Aim of the exercise: Rewrite the records below as a numbered list with one line per item, dropping any blank lines and leaving out the pictures.
▬▬▬▬▬▬▬▬▬▬
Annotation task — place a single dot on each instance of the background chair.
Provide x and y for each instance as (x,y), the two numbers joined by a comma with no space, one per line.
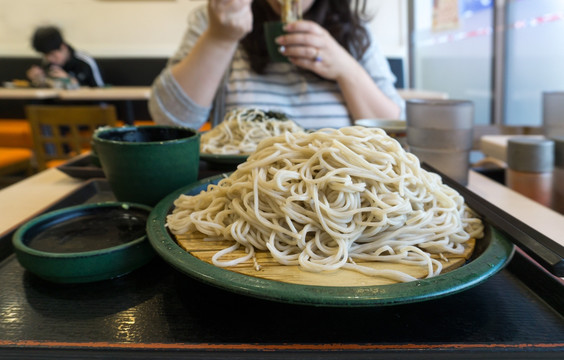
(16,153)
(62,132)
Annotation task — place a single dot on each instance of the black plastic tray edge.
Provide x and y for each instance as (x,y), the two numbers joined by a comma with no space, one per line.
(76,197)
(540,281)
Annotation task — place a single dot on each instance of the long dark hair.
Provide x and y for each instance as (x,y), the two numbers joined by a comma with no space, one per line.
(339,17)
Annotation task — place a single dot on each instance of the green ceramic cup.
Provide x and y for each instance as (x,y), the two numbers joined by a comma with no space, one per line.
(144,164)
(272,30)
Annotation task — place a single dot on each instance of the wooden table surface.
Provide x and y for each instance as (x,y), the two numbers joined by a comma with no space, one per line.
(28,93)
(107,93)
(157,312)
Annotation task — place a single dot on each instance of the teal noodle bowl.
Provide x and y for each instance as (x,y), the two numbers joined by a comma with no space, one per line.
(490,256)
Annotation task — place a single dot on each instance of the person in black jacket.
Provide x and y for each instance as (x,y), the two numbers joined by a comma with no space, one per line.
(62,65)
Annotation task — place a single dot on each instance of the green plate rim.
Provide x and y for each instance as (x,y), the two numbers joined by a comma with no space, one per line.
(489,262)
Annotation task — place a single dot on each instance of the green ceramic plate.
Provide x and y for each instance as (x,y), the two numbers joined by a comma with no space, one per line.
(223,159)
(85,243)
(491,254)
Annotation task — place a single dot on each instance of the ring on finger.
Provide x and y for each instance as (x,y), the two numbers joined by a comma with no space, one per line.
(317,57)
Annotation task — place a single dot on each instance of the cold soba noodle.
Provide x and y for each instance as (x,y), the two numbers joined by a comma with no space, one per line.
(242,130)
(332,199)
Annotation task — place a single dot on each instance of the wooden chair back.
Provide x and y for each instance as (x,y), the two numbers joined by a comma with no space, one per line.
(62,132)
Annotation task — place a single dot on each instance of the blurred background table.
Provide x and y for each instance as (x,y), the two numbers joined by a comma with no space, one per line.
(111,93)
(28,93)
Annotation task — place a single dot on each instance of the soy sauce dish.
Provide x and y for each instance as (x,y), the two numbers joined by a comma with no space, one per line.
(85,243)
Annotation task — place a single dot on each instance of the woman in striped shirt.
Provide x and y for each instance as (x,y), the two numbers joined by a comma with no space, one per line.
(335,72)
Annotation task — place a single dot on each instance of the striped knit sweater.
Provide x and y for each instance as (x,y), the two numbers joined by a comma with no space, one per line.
▬▬▬▬▬▬▬▬▬▬
Solution to the problem:
1. Annotation task — place a single dot on each instance of the background chair.
2. Provide x and y for each instance as (x,y), the two numbers joined by a comma with no space, one per line.
3. (16,153)
4. (62,132)
5. Annotation task — place a single dot on each instance of the black plastic tray edge.
6. Provide x and y for each instance as (x,y), the two numbers joined by a comma with no space, one per line.
7. (76,197)
8. (540,281)
9. Annotation task — place a single dot on each instance of the long dark hair.
10. Provide x and y for each instance as (x,y), the two numbers joined by a comma with no space, one per line.
11. (339,17)
12. Annotation task — place a single dot on each instance of the green ceramic cup.
13. Provide x and y for each instance as (x,y), the two numbers joined by a comma with no space, one per line.
14. (144,164)
15. (272,30)
16. Annotation task — place a single dot on each instance of the wooden table surface.
17. Provide x and y for each instance as (x,y), the two numbers joined by a comma with no space, one per line.
18. (28,93)
19. (107,93)
20. (157,312)
21. Annotation task — place a single dot on each instance of the teal noodle bowl.
22. Provide x and y for each instance as (x,y), the two numbers joined by a comma with no space, one per line.
23. (490,256)
24. Annotation task — place a single dot on each instance of the person in black jacket.
25. Provide x and y for each instance as (x,y), the two numbers joined by a comma with no space, one per line.
26. (62,65)
27. Annotation task — place a single dot on each instance of the green plate rim.
28. Provide x and y for each instance as (x,y), the two numbers joined by a comma with no space, one per line.
29. (489,262)
30. Annotation task — place a single dot on each instance of the green ceramic plate.
31. Provide x and y for each instance as (x,y), the two numbers joined by a comma with no space, one per line.
32. (223,159)
33. (85,243)
34. (491,254)
35. Annotation task — place a single dot on each instance of the ring on finger.
36. Provide x and y for each instance as (x,y), the two numbers joined by a comma with no space, one per line.
37. (317,57)
38. Annotation task — place a single dot on each instance of the cold soba noodle.
39. Provide x and y for each instance as (x,y), the two numbers joined by a comma with no space, one per line.
40. (242,130)
41. (332,199)
42. Annotation task — place a single dot on each instance of the wooden chair back.
43. Provide x and y for each instance as (x,y), the two numbers joined by a comma with no space, one per line.
44. (62,132)
45. Annotation task — place a single dot on each instance of the blurred background table.
46. Provide x and y for each instance as (x,y), the two numbers joined by a comma with no space, one per line.
47. (111,93)
48. (28,93)
49. Annotation task — place a single dot on each instance of the soy sauce dish.
50. Provide x and y for each instance as (x,y), the two numbers joined by a comma with no space, one per line.
51. (85,243)
52. Annotation task — place a single dot on each instance of the woman in striped shirt.
53. Provide x and y for each instance as (x,y), the two numbers joined by a comma with no space, one per line.
54. (335,72)
55. Annotation task — place a single dot on each instance of the striped knit sweater.
56. Provide x and y for each instance as (x,y), the two numbers joined by a comma with no space, one per line.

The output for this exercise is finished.